Text-to-region grounding data:
=== Begin Enclosure ===
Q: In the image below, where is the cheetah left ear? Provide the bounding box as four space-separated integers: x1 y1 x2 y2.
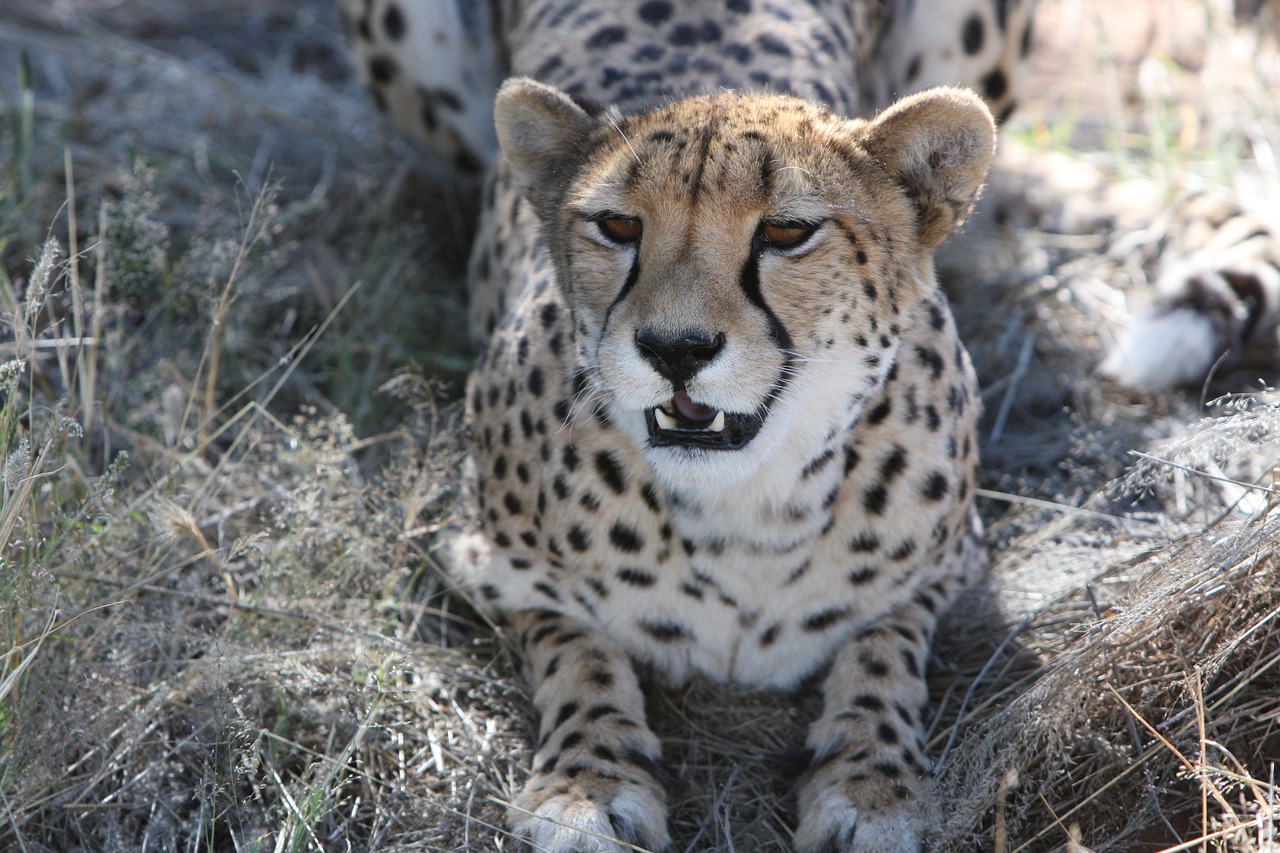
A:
859 87 996 249
494 78 599 217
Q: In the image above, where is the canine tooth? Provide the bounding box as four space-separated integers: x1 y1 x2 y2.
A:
709 411 726 432
654 407 678 430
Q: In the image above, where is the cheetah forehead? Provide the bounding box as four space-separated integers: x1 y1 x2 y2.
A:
572 93 886 219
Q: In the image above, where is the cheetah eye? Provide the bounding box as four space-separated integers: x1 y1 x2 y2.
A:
756 221 820 252
595 216 643 244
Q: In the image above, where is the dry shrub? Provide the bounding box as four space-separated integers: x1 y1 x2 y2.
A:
937 447 1280 851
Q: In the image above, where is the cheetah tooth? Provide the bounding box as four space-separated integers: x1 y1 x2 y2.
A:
654 407 678 430
708 411 725 432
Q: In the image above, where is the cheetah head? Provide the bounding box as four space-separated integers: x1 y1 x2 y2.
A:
495 80 994 490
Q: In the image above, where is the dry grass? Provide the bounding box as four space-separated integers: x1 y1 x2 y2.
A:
0 1 1278 851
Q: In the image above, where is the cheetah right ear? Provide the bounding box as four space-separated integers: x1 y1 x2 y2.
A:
859 86 997 249
494 78 598 216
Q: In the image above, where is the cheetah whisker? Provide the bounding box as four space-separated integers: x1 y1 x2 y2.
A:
607 113 641 166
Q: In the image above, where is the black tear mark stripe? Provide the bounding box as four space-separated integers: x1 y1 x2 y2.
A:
601 239 644 334
738 251 794 352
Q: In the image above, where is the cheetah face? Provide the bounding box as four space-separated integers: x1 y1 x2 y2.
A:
496 80 995 487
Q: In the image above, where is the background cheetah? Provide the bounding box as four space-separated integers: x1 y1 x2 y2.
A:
2 1 1280 852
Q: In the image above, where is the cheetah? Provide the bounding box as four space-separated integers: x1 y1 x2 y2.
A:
336 0 1280 850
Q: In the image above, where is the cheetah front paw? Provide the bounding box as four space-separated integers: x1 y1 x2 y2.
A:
509 764 670 853
793 788 922 853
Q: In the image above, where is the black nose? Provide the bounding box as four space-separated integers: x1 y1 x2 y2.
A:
634 330 725 386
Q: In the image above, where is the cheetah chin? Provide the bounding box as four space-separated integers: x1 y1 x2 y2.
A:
644 390 764 450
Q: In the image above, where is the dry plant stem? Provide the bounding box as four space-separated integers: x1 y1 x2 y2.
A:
63 146 95 440
191 185 274 448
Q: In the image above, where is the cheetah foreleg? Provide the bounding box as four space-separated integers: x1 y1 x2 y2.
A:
507 609 671 853
793 598 938 853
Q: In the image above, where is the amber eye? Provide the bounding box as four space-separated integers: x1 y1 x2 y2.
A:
597 216 643 243
758 221 817 250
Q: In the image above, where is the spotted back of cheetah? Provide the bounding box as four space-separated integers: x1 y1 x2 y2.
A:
338 0 1280 850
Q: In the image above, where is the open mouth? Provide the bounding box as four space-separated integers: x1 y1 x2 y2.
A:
645 390 763 450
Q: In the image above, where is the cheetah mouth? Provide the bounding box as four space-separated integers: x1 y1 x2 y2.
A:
645 390 763 450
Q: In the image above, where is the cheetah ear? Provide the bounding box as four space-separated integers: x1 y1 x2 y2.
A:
859 87 997 249
494 78 598 216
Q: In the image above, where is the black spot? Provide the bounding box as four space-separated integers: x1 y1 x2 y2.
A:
962 14 984 55
609 523 644 553
503 492 523 515
552 475 571 500
568 525 591 552
368 55 396 84
759 623 780 646
480 583 501 601
454 149 483 175
865 658 890 677
864 485 888 516
638 0 673 24
856 250 868 265
587 703 620 721
905 54 922 83
888 540 916 561
381 3 406 39
854 694 885 712
902 649 921 677
527 366 545 397
540 301 559 328
846 566 876 587
928 301 946 331
849 532 880 553
594 451 627 494
915 344 945 380
756 33 791 56
562 444 580 471
492 455 508 479
843 446 861 474
640 482 662 513
534 581 562 602
878 446 907 484
726 0 750 11
639 619 690 642
431 88 464 111
878 722 900 744
587 25 627 49
529 623 559 646
982 68 1008 101
669 22 699 46
923 472 949 501
803 606 852 632
802 448 835 479
865 399 892 425
618 566 656 587
590 670 615 688
634 43 665 62
724 42 752 63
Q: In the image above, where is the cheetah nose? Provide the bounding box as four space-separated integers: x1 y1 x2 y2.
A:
634 330 725 386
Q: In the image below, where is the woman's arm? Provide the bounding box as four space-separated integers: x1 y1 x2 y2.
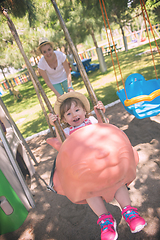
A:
38 68 61 98
62 60 74 92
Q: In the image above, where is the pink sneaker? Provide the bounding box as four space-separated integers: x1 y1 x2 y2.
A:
97 213 118 240
122 205 147 233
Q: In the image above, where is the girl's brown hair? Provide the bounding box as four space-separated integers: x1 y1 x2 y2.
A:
60 97 90 123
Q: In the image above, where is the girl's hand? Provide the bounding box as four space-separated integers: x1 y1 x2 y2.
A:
94 101 109 123
94 101 105 113
48 113 58 125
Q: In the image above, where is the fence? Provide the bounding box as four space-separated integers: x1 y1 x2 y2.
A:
77 24 160 60
0 24 159 92
0 72 31 92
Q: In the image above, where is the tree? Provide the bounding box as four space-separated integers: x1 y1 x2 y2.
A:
=== End Enclosure ===
Required work: Across the entries above, work out how many lines include the string "black", and report only that figure.

Solution to this task: 3